**TASK DATA**
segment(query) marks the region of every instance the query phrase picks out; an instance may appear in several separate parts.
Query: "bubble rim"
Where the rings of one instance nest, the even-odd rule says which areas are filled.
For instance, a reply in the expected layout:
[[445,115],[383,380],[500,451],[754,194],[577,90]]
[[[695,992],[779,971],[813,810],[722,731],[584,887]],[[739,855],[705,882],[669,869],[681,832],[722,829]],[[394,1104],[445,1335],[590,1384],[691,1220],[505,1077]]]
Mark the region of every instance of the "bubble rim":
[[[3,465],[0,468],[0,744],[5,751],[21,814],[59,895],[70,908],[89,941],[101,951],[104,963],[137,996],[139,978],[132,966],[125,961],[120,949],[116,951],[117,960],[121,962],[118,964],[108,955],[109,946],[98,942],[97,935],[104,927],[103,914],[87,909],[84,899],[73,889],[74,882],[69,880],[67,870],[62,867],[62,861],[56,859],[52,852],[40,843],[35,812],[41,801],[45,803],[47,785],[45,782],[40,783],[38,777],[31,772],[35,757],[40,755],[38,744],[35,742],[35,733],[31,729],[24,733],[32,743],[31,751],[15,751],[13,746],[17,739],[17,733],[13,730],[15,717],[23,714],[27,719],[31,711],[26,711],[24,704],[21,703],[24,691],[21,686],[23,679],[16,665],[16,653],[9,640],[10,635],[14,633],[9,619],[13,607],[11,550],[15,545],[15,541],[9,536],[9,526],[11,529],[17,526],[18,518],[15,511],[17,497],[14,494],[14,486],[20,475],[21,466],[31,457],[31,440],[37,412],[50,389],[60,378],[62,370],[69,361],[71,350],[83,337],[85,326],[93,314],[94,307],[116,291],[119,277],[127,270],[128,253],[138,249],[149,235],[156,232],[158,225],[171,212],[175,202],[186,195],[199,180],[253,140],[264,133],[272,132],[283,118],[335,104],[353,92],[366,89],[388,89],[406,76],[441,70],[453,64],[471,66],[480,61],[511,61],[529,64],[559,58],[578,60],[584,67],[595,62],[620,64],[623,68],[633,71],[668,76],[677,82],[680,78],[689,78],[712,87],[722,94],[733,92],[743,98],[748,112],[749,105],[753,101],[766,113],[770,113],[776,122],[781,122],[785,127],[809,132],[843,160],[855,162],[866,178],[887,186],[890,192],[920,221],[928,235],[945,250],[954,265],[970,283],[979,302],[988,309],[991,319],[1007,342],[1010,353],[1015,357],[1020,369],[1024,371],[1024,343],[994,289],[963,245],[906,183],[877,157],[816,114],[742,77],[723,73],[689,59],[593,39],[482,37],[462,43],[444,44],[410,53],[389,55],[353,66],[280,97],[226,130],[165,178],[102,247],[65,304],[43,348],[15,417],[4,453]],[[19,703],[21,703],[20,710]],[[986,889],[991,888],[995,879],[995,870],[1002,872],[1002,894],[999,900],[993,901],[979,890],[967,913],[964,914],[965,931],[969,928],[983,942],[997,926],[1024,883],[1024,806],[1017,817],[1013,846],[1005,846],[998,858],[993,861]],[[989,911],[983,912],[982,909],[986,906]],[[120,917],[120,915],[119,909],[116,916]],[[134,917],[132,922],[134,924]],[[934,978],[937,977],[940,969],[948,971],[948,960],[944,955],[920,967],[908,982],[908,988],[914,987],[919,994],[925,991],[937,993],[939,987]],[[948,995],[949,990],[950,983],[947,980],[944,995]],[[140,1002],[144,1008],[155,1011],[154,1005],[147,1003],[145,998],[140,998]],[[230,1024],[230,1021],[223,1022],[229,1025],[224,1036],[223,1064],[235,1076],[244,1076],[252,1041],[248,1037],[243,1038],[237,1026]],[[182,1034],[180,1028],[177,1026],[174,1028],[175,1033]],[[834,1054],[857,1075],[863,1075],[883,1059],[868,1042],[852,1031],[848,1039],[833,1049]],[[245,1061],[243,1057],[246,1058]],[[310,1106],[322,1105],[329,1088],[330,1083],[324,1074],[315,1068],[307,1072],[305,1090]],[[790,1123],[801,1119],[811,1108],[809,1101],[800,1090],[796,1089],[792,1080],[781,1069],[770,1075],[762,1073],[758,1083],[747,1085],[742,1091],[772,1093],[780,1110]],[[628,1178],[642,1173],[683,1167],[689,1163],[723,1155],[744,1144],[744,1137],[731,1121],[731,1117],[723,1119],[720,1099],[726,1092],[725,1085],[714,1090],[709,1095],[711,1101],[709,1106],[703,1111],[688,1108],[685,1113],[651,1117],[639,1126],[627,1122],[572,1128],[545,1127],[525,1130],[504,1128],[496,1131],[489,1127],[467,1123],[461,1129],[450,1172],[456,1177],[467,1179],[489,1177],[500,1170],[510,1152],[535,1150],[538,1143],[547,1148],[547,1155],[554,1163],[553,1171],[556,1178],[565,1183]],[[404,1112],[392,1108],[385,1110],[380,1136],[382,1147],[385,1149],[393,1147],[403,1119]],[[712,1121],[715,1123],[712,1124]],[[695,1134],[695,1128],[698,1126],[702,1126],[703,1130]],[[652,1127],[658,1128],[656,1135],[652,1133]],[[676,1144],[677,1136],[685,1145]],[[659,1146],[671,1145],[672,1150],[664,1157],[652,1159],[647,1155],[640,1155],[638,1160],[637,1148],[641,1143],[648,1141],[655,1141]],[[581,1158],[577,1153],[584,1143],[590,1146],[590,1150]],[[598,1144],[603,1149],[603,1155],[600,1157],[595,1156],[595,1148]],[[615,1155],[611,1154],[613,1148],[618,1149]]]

**WORK ORDER**
What the task asks for is a word-for-word repeat of the lines above, from the first through the one containing "[[445,115],[383,380],[500,451],[754,194],[577,90]]".

**WORKED SOLUTION**
segment(query) marks the region of every instance the query phrase picks out; an instance may appear in several separate parts.
Query: "bubble rim"
Where the rings of one instance nest, the even-odd rule says which areas are filled.
For instance, a reply in the expected layout:
[[445,115],[383,380],[500,451],[754,194],[577,90]]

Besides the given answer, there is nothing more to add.